Directive — Using the passage about Michaella McCollum below, decide whether each statement agrees with it: (a) Reid arrived at Glasgow airport the day after she left prison; (b) McCollum was freed on parole in April 2016; (c) the Netflix documentary about McCollum came out in October 2015. Answer yes or no for each, quoting the words from the passage that settle it.

In early 2016, both women sought to return to the United Kingdom. McCollum applied to be freed on parole, and was released on 31 March 2016, with the prospect of having to remain in Peru for up to six years. In April, the Peruvian authorities agreed to expel Reid from the country; she was released from prison on 21 June and immediately returned to Britain, arriving at Glasgow airport the following day. McCollum returned to Europe two months later, arriving at Dublin airport in Ireland on 13 August 2016.

The women have received extensive press coverage in Peru, the United Kingdom, Ireland and other countries since their arrest. They were featured on the Channel 4 documentary Brits Behind Bars: Cocaine Smugglers, which aired on 10 October 2015, and detailed how drug mules are trained.

McCollum has written a book about her experiences entitled You'll Never See Daylight Again.

In October 2022, the documentary High: Confessions of an Ibiza Drug Mule, based on Michaella McCollum's experiences, became available for streaming on Netflix.
This documentary contains some factual differences and omissions from previous quotes from her book.

In July 2023, ten years after her arrest, McCollum graduated from the University of Ulster with a Bachelor of Business Administration degree in Business Management, Marketing and Related Support Services.

In 2025, McCollum passed selection for Celebrity SAS: Who Dares Wins.

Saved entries
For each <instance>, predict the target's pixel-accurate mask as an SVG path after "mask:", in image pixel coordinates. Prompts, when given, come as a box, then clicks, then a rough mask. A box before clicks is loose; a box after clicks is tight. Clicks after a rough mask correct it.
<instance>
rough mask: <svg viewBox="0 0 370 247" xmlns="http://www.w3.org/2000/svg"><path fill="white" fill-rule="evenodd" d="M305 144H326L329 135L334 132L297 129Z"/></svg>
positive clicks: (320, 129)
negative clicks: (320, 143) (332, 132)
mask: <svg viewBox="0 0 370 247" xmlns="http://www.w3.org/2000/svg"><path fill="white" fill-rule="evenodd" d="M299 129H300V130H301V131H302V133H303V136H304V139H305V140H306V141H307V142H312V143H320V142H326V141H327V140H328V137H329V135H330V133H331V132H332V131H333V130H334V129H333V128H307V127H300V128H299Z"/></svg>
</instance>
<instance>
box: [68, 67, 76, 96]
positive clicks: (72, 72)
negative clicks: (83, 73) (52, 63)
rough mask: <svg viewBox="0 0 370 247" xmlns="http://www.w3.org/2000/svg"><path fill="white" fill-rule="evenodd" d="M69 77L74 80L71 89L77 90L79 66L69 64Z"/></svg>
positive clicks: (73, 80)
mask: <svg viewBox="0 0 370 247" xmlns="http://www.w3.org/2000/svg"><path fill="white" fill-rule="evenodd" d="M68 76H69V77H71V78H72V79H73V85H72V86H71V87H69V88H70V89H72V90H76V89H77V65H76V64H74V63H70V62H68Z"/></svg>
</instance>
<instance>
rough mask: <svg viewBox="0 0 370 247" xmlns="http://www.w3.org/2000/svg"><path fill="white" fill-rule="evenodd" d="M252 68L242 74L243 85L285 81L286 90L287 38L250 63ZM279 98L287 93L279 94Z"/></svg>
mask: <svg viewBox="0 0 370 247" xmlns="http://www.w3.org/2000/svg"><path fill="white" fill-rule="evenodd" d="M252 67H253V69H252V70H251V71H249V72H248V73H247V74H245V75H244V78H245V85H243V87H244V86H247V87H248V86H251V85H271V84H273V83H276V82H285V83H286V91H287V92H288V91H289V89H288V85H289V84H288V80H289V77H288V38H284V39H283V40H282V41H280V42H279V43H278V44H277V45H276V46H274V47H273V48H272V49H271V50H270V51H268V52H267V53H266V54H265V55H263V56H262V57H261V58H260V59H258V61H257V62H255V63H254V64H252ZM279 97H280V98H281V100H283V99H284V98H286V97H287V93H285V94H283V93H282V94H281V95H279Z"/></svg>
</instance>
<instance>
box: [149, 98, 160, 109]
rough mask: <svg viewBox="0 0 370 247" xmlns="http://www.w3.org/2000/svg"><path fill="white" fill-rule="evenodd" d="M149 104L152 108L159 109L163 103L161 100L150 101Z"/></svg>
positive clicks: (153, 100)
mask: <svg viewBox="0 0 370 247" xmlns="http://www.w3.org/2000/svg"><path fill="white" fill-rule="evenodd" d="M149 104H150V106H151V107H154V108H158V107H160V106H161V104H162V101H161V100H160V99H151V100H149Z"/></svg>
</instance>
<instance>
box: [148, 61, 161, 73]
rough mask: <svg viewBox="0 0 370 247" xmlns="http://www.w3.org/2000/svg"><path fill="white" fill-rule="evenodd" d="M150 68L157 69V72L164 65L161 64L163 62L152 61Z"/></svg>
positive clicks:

Exercise answer —
(a) Yes: "she was released from prison on 21 June and immediately returned to Britain, arriving at Glasgow airport the following day."
(b) No: "McCollum applied to be freed on parole, and was released on 31 March 2016"
(c) No: "In October 2022, the documentary High: Confessions of an Ibiza Drug Mule, based on Michaella McCollum's experiences, became available for streaming on Netflix."